The black-cheeked lovebird is 14 cm (5.5 in) in length, with mostly green plumage, reddish-brown forehead and forecrown, brownish-black cheeks and throat, orange bib below the throat which fades to yellowish-green, white eye-rings and grey feet. Adult have bright red beaks, while juveniles of the species are similar but with a more orange bill. Vocalizations are loud, piercing shrieks, which sound like the calls of other lovebirds.

== Distribution and habitat ==
The black-cheeked lovebird inhabits deciduous woodland, where permanent supplies of surface water exist, as it needs daily access to water. In the dry season, these birds may congregate in large flocks of up to 800 or more. They are found in Zambia and may occur in Zimbabwe, Botswana and Namibia.

== Conservation ==
It is listed as a vulnerable species as its population is in decline due to continuous habitat loss. This is due to gradual desiccation of water bodies, causing drought, farming practices, hunting and trapping, fishing, logging and diseases. There are currently only between 2,500 and 9,999 mature individuals. However, they occur in nature reserves and there is an action plan in place to help them.

> _RECORD EXCERPTS_:
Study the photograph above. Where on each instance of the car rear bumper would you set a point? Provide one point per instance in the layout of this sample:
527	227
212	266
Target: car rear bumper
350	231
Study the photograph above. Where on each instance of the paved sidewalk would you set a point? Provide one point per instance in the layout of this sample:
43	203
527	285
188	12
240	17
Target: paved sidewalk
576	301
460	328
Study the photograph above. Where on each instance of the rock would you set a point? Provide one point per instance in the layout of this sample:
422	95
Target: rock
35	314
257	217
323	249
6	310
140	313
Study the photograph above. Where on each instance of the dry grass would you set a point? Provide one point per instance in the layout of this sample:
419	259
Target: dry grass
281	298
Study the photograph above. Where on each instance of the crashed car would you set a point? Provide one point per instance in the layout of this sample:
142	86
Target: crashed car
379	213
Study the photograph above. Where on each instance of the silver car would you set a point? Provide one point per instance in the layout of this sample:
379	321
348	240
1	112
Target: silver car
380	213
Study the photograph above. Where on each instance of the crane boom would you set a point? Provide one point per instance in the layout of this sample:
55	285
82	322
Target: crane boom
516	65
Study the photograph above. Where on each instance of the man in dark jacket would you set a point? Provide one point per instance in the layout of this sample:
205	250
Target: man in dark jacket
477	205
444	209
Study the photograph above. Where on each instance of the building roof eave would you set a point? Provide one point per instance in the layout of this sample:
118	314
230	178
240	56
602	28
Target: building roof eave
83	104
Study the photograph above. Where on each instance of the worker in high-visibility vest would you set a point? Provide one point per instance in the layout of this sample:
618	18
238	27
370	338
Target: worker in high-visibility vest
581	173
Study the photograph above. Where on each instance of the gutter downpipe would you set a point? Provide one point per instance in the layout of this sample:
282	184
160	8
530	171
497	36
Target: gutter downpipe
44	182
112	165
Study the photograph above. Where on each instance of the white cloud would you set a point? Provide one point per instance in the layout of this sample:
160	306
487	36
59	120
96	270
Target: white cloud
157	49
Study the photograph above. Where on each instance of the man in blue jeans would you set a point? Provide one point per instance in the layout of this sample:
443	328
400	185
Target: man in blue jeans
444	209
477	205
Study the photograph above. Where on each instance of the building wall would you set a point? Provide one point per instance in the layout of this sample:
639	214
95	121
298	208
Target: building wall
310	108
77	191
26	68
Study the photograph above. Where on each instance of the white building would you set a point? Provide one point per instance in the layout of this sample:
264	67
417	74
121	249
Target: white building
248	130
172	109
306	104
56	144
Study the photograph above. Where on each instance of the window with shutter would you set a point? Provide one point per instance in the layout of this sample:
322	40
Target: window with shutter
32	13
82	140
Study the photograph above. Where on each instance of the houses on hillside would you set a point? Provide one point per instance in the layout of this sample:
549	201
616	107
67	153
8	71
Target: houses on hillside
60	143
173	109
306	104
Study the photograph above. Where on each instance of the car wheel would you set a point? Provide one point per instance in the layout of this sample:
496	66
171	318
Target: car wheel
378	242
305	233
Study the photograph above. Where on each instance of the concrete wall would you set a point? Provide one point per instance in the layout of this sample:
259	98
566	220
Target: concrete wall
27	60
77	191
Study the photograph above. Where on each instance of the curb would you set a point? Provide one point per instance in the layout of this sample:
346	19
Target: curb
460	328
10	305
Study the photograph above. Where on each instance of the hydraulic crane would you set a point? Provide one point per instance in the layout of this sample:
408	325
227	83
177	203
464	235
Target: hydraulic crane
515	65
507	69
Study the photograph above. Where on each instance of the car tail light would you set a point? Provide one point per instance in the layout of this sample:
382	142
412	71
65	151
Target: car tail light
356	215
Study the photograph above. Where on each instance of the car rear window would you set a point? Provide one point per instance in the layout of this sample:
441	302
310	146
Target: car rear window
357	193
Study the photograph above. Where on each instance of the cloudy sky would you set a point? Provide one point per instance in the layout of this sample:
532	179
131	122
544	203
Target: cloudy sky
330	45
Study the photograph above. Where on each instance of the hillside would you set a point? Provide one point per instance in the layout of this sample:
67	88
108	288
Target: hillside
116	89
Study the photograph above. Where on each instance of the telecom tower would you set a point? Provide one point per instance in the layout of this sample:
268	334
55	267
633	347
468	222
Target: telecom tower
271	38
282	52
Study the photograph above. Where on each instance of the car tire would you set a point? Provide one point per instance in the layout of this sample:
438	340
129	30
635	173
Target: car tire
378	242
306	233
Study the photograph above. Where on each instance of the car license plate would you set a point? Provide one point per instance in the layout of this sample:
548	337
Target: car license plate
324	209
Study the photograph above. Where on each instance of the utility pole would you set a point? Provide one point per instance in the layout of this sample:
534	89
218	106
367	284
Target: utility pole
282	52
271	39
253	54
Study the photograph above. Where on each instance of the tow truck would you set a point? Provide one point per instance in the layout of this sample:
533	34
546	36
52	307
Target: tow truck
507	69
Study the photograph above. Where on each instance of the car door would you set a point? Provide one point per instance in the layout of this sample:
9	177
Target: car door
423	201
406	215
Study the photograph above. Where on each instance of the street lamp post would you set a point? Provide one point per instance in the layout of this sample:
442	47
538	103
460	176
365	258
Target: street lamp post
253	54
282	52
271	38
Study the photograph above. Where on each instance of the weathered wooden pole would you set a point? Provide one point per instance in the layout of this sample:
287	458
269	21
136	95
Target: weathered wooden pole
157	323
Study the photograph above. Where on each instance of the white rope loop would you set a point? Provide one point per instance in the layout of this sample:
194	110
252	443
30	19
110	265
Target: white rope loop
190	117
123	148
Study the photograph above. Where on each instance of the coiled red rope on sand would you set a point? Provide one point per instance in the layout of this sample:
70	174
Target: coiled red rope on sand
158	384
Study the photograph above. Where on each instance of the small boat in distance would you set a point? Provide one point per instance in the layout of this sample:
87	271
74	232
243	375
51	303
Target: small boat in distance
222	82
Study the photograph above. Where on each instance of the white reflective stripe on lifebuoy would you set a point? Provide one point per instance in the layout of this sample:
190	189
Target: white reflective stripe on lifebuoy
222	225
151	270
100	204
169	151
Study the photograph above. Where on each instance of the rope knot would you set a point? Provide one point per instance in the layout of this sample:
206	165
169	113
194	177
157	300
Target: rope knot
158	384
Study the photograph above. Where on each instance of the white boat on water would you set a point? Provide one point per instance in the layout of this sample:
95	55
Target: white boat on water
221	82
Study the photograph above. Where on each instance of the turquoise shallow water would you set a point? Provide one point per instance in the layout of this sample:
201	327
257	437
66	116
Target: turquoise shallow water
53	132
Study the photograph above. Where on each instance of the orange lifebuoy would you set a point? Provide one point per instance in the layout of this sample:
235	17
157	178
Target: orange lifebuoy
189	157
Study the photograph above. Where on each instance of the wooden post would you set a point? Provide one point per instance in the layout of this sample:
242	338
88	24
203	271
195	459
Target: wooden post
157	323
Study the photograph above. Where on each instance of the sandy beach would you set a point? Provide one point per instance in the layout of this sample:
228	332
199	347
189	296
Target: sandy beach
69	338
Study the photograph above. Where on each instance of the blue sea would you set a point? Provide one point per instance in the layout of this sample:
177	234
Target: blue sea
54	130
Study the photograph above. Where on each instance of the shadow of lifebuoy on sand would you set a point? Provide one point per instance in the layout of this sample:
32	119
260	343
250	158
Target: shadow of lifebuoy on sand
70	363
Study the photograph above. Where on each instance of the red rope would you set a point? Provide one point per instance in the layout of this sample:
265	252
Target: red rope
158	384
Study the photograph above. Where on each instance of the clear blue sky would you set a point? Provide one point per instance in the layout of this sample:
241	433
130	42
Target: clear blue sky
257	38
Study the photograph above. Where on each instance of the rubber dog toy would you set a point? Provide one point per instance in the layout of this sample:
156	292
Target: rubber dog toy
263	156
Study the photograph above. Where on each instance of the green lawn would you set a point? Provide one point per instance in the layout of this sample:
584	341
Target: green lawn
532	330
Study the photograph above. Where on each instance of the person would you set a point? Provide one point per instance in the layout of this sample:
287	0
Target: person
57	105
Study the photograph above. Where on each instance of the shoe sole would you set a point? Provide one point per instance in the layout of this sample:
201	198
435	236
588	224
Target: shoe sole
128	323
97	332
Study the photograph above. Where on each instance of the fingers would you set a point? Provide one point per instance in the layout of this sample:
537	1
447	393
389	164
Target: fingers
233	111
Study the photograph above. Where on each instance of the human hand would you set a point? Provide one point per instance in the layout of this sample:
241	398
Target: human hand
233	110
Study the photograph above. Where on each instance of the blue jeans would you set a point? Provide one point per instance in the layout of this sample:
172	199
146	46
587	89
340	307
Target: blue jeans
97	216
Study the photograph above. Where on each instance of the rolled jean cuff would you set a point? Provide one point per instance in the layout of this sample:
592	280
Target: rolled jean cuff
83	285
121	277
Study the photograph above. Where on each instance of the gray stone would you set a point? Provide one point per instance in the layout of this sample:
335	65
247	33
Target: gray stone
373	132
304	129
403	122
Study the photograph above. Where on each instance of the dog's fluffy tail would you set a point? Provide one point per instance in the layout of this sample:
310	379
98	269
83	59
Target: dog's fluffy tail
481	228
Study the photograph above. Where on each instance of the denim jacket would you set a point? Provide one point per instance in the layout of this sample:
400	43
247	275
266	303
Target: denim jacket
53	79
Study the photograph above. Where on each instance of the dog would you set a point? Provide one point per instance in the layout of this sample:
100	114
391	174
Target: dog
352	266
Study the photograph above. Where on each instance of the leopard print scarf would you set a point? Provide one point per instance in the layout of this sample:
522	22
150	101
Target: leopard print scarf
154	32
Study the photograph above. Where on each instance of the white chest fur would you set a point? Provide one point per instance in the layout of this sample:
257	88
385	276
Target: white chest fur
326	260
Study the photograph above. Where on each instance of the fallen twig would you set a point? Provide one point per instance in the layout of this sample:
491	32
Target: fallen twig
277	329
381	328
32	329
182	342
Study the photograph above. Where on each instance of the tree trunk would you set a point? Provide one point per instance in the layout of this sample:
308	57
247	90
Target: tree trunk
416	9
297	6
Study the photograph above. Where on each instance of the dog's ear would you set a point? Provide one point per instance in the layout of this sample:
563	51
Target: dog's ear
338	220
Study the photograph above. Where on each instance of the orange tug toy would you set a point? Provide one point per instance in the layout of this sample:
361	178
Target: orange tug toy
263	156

> _WHAT IS BEING ASKED_: From the excerpt on the black-cheeked lovebird, print the part that opens with the words containing "The black-cheeked lovebird is" and closes with "Botswana and Namibia.". Answer using only the information in the text.

> _SOLUTION FOR THIS EXERCISE_:
The black-cheeked lovebird is 14 cm (5.5 in) in length, with mostly green plumage, reddish-brown forehead and forecrown, brownish-black cheeks and throat, orange bib below the throat which fades to yellowish-green, white eye-rings and grey feet. Adult have bright red beaks, while juveniles of the species are similar but with a more orange bill. Vocalizations are loud, piercing shrieks, which sound like the calls of other lovebirds.

== Distribution and habitat ==
The black-cheeked lovebird inhabits deciduous woodland, where permanent supplies of surface water exist, as it needs daily access to water. In the dry season, these birds may congregate in large flocks of up to 800 or more. They are found in Zambia and may occur in Zimbabwe, Botswana and Namibia.